Die neuen digitalen Preisschilder von Instore Solutions laden sich über die Beleuchtung im Handel auf. Sie benötigen keine Batterien. 
Die neuen digitalen Preisschilder von Instore Solutions laden sich über die Beleuchtung im Handel auf. Sie benötigen keine Batterien. 

EuroCIS

Offline war gestern – die Zukunft ist vernetzt

Welche Möglichkeiten die Verschmelzung der stationären Märkte mit der digitalisierten Welt dem Handel eröffnet, präsentierte die Messe EuroCIS.

Als ein „Innovationsfeuerwerk“ kündigte Ulrich Spaan, Mitglied der Geschäftsleitung des EHI Retail Institutes, die auf der EuroCIS 2022 ausgestellten Produkte, Technologien und Konzepte an. Seit 25 Jahren sei das Handelsinstitut schon Partner der Messe für Handelstechnologien: „Es ist sehr beeindruckend, was sich in dieser Zeit getan hat“, berichtete er im Rahmen eines Presserundgangs am ersten Tag der Schau. Die Pandemie habe einige ohnehin schon angestoßene Veränderungen in der Branche noch beschleunigt. Es habe einen gigantischen Digitalisierungsschub gegeben, was sich im veränderten Einkaufsverhalten und einer intensivierten Smartphone-Nutzung niederschlage. Die Kundschaft erwarte auf allen Kanälen reibungslose Erlebnisse und personalisierte Services. Petra Cullmann, Executive Director der Messe Düsseldorf, pflichtete ihm bei: „Die Pandemie hat viele technologische Innovationen getriggert.“ Auch im Handel habe sich extrem viel getan. Dieser habe in kurzer Zeit Omnichannel-Strategien umgesetzt und in die Digitalisierung seiner Märkte investiert.

Die Pandemie hat viele technologische Innovationen getriggert.

— GEGEBENE ANGABEN —
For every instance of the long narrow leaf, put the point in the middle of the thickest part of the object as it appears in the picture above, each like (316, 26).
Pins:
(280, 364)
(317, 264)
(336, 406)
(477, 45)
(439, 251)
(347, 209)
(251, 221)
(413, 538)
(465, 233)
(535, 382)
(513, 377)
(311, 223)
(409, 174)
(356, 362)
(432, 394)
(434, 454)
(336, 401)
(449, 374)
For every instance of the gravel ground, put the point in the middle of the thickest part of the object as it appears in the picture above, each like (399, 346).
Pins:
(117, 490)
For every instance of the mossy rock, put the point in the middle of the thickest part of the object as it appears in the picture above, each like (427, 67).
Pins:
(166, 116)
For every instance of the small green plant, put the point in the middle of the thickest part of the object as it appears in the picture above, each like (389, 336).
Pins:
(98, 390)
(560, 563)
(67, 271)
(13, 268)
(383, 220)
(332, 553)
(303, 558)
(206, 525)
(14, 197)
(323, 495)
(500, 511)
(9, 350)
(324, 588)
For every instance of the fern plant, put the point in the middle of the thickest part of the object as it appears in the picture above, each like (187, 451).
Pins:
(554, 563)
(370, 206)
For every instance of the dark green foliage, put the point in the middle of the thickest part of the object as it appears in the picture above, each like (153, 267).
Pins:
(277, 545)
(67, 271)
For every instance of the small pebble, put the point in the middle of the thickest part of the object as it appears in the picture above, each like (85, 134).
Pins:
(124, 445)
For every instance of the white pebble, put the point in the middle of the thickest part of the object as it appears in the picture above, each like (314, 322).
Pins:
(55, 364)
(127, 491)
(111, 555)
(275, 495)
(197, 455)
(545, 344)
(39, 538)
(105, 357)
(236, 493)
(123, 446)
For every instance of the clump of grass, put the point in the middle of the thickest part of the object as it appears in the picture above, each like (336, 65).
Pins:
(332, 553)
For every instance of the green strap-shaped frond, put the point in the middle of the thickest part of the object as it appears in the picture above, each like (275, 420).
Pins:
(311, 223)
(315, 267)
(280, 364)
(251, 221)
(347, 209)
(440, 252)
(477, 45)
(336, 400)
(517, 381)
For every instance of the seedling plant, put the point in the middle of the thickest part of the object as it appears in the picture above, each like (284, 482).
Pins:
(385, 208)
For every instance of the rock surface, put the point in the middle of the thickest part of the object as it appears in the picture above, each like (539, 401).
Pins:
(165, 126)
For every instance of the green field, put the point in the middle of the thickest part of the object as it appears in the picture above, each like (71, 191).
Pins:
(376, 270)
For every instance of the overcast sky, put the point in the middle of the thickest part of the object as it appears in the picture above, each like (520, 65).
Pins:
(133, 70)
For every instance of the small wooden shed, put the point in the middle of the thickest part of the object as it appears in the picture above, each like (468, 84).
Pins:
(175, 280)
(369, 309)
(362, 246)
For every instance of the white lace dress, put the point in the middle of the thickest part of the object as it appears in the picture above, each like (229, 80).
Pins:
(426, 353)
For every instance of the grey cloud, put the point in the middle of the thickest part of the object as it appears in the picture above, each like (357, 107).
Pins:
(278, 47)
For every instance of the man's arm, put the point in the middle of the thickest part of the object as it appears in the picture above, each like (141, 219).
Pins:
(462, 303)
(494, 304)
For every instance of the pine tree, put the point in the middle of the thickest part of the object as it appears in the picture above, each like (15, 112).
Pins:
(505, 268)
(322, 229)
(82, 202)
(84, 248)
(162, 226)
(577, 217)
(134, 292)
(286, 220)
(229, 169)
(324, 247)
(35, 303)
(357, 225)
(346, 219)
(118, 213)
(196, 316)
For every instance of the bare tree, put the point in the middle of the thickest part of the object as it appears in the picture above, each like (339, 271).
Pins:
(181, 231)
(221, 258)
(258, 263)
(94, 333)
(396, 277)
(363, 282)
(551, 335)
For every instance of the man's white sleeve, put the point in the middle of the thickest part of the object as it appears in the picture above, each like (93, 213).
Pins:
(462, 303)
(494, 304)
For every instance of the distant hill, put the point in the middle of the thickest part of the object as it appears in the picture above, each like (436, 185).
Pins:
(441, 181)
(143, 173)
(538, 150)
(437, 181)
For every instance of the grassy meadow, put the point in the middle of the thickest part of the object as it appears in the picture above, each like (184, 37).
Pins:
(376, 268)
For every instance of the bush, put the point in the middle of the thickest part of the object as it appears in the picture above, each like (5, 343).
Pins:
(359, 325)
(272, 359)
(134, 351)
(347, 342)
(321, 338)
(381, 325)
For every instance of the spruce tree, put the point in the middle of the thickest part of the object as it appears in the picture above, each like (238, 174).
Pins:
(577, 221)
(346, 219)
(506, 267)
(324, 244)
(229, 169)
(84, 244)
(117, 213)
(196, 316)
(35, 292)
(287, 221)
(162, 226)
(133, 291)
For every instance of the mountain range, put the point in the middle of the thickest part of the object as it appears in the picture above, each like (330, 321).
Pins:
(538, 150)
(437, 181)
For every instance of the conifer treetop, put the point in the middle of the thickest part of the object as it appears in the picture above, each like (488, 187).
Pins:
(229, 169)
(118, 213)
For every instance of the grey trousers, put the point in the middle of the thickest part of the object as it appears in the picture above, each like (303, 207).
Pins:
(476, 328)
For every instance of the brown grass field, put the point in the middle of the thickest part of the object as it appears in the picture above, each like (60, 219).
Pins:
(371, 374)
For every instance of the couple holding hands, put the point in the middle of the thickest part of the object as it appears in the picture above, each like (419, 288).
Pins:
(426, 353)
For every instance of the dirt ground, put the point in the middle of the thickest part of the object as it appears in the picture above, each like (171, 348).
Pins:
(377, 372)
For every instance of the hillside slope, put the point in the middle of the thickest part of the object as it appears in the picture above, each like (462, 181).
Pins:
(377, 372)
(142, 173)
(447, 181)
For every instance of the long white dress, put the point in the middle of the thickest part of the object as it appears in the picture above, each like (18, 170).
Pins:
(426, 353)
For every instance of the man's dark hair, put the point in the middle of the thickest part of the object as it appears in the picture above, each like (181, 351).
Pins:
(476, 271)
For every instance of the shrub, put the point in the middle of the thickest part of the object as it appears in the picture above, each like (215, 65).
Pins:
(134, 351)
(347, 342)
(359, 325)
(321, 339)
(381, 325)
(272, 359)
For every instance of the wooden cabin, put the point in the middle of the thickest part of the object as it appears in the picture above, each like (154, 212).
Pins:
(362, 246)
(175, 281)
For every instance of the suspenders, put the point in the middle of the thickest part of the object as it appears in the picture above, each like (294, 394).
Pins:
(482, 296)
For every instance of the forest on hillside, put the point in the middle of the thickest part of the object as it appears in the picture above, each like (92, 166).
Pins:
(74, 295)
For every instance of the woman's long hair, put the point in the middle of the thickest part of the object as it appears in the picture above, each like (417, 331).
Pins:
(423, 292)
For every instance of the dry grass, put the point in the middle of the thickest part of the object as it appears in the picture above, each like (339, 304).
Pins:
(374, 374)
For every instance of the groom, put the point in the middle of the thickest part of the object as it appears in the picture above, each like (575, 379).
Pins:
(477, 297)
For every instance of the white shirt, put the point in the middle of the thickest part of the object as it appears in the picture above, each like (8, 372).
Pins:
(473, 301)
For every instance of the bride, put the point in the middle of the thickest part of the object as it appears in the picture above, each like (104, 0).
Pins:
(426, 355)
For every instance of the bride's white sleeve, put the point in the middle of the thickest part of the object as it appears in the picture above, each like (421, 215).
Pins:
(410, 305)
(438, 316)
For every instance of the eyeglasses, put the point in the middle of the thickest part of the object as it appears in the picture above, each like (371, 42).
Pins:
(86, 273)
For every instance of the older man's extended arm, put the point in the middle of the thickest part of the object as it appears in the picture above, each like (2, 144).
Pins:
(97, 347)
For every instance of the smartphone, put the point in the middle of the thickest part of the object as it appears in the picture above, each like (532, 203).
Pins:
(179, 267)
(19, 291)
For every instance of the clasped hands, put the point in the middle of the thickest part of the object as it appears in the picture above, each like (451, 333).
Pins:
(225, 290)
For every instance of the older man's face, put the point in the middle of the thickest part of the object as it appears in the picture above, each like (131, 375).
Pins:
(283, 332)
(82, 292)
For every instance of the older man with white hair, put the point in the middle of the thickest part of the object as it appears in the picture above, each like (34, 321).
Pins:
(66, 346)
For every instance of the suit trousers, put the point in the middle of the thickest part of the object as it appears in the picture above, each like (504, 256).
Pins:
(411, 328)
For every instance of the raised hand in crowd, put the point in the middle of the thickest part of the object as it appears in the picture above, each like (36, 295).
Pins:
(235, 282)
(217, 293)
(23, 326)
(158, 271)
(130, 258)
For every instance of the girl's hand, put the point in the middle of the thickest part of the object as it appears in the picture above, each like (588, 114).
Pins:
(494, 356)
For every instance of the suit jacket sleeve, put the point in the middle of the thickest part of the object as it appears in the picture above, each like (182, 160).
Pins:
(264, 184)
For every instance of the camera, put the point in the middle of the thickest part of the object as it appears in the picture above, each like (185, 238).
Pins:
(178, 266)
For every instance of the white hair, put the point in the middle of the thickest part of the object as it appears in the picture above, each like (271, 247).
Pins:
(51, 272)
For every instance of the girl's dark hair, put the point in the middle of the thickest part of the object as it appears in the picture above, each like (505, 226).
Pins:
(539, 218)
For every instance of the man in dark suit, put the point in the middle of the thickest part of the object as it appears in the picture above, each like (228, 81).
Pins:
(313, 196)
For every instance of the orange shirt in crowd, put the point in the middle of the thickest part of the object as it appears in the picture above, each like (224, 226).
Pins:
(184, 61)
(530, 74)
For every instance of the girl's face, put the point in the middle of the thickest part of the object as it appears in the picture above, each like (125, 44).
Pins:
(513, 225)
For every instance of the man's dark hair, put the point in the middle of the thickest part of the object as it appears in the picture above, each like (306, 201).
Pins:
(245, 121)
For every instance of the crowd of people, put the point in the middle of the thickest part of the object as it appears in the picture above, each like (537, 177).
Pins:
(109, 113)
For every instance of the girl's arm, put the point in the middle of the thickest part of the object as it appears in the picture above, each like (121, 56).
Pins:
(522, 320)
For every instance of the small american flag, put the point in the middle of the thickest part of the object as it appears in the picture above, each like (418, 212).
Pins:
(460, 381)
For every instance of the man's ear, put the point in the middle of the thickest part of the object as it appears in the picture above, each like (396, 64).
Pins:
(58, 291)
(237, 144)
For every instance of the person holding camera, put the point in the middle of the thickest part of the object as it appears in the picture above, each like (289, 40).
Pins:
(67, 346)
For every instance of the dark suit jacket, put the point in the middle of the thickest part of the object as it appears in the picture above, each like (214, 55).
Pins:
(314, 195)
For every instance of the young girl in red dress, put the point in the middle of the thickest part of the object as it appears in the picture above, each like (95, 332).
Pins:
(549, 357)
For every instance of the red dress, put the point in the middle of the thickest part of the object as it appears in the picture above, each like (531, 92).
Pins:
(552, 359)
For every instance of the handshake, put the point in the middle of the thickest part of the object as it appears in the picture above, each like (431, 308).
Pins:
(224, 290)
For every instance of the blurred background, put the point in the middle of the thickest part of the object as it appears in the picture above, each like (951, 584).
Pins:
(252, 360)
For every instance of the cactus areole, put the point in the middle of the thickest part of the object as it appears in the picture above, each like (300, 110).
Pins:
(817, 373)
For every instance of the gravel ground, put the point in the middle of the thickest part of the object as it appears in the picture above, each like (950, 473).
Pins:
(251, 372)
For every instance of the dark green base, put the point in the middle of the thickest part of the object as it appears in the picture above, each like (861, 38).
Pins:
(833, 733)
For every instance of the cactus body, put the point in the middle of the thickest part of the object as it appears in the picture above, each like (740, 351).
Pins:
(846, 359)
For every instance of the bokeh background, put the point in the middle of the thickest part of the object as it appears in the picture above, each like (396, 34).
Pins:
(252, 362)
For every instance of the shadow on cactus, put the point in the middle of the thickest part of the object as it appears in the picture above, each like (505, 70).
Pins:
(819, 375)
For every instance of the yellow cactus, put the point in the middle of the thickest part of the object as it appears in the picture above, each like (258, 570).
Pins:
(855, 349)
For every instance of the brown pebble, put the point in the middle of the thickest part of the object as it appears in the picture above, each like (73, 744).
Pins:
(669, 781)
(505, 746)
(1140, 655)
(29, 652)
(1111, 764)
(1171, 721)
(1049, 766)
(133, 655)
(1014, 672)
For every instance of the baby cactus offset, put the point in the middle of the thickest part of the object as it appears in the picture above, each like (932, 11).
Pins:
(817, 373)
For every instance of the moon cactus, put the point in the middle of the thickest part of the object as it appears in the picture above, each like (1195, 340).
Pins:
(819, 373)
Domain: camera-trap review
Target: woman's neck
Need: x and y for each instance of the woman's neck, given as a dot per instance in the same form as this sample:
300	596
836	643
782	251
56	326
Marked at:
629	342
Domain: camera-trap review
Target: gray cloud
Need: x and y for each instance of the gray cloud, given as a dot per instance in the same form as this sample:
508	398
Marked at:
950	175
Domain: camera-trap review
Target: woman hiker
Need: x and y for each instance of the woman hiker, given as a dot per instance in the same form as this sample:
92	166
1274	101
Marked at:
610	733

— ARBEITSANWEISUNGEN —
A: Schreiben Sie aus dem Bericht über die EuroCIS den Abschnitt zwischen „Offline war gestern“ und „die Messe EuroCIS.“ wortgetreu ab, beide Stellen eingeschlossen.
B: Führen Sie den Bericht über die EuroCIS im Anschluss an seinen letzten Satz weiter.

— ANTWORTEN ZU AUFGABEN —
A:
Offline war gestern – die Zukunft ist vernetzt

Welche Möglichkeiten die Verschmelzung der stationären Märkte mit der digitalisierten Welt dem Handel eröffnet, präsentierte die Messe EuroCIS.

B:
Petra Cullmann, Executive Director Messe Düsseldorf

Was Konsumenten künftig beim Einkaufen erwartet und wie Händler Prozesse optimieren können, präsentierten Aussteller auf dem Messegelände in Düsseldorf: Im Fokus standen in diesem Jahr die Themen Analytics, Payment, intuitiv nutzbare Checkout-Lösungen, Connected Retail, Omnichannel, künstliche Intelligenz, kassenlose Stores und kundenzentriertes Marketing. So trägt etwa die Firma Partnertech dem infolge der Pandemie gestiegenen Hygienebedürfnis mit einem Holo-Display Rechnung. Der Bildschirm lässt sich bedienen, ohne dass der Nutzer die Hardware berühren muss.

Der Roboter Shelfie Pro des belgischen Anbieters Deduco arbeitet mit künstlicher Intelligenz. Er überwacht die Regalbestände im Markt, kommuniziert mit den Kunden und kann sie zum gesuchten Produkt führen. Gleichzeitig dient er mit einem rotierenden 360-Grad-Bildschirm als Werbemittel.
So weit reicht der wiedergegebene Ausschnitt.